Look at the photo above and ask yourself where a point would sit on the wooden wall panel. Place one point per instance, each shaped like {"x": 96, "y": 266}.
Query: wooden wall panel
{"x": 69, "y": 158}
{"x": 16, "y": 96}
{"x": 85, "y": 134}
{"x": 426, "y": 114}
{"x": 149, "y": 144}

· · · ·

## [WHAT YOU WILL DO]
Word for word, set down all of the records above.

## [EXERCISE SOLUTION]
Look at the photo above and ask yourself where a point would sit on the wooden wall panel. Place one point per instance, each shaped like {"x": 96, "y": 266}.
Query: wooden wall panel
{"x": 69, "y": 158}
{"x": 16, "y": 96}
{"x": 85, "y": 134}
{"x": 426, "y": 114}
{"x": 149, "y": 144}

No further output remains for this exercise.